Texte choisi:
Un tel homme et de tels discours produisirent sur Godwin une impression prodigieuse. Bien qu'il fût grand disputeur et qu'il eût étudié les auteurs les plus opposés, Godwin n'avait encore aucun sens critique. Il ne pouvait manquer d'être subjugué par l'intrépide audace d'un jeune homme qui attaquait avec vigueur les idées reçues. Aussi trouvait-il à Fawcet du génie. D'ailleurs, ces invectives contre les affections de famille rencontraient un écho naturel en Godwin, élevé hors de chez lui, traité durement par son père, dont il n'était pas l'enfant préféré, et surtout doué d'une âme étrangère aux tendresses du cœur.

L'influence de Joseph Fawcet commença donc d'incliner l'esprit de Godwin à ces idées nouvelles, auxquelles l'action de Frédéric Norman, puis de la Révolution française achevèrent de le porter.

C'est en 1781, à Stowmarket, que Godwin connut Norman.

Entrées d'annotation de contours:
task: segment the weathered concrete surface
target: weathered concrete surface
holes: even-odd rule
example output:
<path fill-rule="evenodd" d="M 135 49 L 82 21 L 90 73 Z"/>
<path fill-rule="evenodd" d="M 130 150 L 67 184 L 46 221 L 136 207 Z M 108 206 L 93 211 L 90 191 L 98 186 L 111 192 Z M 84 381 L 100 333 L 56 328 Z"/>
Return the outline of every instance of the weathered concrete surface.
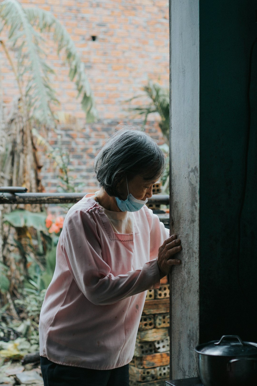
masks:
<path fill-rule="evenodd" d="M 256 0 L 170 7 L 175 379 L 197 375 L 198 339 L 257 342 L 257 22 Z"/>
<path fill-rule="evenodd" d="M 171 275 L 171 379 L 178 379 L 197 375 L 194 347 L 199 339 L 199 14 L 198 2 L 194 0 L 171 0 L 170 6 L 171 231 L 181 238 L 183 245 L 182 263 Z"/>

Exercices proposés:
1. Les affirmations (a), (b) et (c) s'accordent-elles avec le texte sur Godwin et Fawcet ? Répondez par oui ou par non, en citant chaque fois les mots du texte qui tranchent.
(a) Godwin possédait déjà un sens critique développé.
(b) Godwin n'était pas l'enfant préféré de son père.
(c) Godwin fit la connaissance de Norman en 1781, à Stowmarket.
2. Rédigez la suite du texte sur Godwin et Fawcet, en partant de sa dernière phrase.
Ces entrées ne sont pas nécessaires.

Corrigés des exercices:
1.
(a) Non : « Godwin n'avait encore aucun sens critique ».
(b) Oui : « traité durement par son père, dont il n'était pas l'enfant préféré ».
(c) Oui : « C'est en 1781, à Stowmarket, que Godwin connut Norman. »

2.
Frédéric Norman était un admirateur et un disciple des philosophes français. Il prêta leurs ouvrages à Godwin, qui lut ainsi Rousseau, Helvétius, Mably, pour ne citer que les plus notoires. L'effet de ces lectures fut décisif : Godwin perdit toute sa foi dans le christianisme. Il adopta un vague déisme à la manière de Voltaire. Et, dès lors, ne pouvant décemment porter un costume et un titre auxquels il ne croyait plus, il profita d'une querelle avec ses paroissiens pour abandonner ses fonctions de ministre, et décida d'aborder la vie littéraire.

Dans cette aventure de Godwin, passant du calvinisme exalté au simple déisme, il ne faut point voir, à proprement parler, une conversion. Il n'y a là qu'une évolution toute logique. Le protestantisme est une religion du cerveau, beaucoup plus que du cœur. Les réformés ignorent la foi aveugle; il faut toujours que leur intelligence soit satisfaite. Et la permission donnée à chaque fidèle de construire sa croyance, d'après ses vues personnelles, fortifie la tendance à rendre le protestantisme une religion purement

rationnelle. N'est-ce point, d'ailleurs, pour obéir aux exigences de la raison, ennemie des miracles, que les réformés nient la présence réelle dans l'eucharistie et ne voient dans les sacrements que des symboles!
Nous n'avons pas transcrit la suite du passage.